### PROBLEM
The required output is the line containing "Place one keypoint on each instance of the white apartment" through the final line of the material below, printed exactly, with no other lines.

====================

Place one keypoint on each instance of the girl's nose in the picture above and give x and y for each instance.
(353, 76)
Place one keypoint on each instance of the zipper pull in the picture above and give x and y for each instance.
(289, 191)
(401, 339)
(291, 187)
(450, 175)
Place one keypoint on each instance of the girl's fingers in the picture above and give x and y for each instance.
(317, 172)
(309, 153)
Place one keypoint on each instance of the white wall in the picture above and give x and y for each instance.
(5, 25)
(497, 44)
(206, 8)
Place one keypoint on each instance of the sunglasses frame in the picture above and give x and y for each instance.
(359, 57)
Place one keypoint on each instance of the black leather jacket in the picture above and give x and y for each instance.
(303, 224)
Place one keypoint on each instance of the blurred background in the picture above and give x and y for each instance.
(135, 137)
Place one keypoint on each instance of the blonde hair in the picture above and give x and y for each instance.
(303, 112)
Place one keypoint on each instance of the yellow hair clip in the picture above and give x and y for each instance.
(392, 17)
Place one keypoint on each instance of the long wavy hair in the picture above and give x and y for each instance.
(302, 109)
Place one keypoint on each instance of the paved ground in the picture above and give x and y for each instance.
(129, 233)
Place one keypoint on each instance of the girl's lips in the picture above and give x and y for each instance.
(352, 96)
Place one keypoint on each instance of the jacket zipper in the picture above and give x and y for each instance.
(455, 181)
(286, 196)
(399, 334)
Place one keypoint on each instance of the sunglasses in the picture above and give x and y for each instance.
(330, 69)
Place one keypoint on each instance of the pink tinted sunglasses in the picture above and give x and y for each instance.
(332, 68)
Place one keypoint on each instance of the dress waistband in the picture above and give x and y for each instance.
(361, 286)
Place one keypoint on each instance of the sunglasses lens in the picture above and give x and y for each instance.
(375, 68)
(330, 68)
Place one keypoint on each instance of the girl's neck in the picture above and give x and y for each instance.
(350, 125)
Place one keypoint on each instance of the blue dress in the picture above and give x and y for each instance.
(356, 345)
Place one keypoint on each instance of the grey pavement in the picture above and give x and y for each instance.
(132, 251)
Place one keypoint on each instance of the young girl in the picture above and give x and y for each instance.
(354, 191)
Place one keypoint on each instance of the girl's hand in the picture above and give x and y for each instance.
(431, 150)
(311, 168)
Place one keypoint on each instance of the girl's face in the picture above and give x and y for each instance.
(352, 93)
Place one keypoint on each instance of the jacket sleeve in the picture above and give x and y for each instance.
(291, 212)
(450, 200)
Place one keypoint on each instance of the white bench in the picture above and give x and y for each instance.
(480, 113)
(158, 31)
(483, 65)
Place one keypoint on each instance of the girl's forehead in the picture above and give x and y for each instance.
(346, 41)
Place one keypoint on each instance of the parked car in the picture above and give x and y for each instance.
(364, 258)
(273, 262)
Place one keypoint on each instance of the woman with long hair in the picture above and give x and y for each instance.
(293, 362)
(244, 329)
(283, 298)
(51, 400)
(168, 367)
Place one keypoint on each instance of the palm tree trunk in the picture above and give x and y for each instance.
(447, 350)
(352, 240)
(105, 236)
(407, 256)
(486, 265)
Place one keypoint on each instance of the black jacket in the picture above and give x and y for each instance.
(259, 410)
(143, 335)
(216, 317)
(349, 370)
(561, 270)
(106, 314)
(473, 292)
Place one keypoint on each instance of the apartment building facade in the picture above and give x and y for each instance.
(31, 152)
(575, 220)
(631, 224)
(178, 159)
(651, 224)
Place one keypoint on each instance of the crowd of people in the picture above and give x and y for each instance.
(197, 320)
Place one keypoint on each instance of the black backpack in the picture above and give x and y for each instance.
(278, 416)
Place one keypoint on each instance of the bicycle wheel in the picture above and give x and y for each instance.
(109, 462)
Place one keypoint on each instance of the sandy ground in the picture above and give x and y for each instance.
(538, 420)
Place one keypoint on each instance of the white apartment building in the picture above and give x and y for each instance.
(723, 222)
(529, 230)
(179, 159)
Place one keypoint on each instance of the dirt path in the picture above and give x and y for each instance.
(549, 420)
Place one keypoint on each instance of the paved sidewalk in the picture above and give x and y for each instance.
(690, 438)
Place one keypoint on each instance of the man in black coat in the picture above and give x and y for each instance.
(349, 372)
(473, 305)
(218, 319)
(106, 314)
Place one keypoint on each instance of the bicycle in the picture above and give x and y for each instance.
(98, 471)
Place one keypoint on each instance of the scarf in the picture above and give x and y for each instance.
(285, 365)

====================

### FULL RESPONSE
Place one keypoint on each instance of the white apartment building in the picture above and give x and y for each instance.
(723, 222)
(529, 230)
(179, 159)
Place one keypoint on each instance of the dirt path in the picture above and give x and y for each instance.
(549, 420)
Place one keypoint on each instance of the paved sidewalk in the picture above and give x and y for each instance.
(690, 438)
Place one keypoint on each instance of the man in black coat in the picture above and give x and y for each instance.
(349, 372)
(473, 305)
(218, 319)
(106, 314)
Place one keypoint on each instance of the bicycle in the picture above and give x and y for each instance.
(98, 471)
Place one keypoint on each instance of the scarf in the picture above and give x and y for each instance.
(285, 365)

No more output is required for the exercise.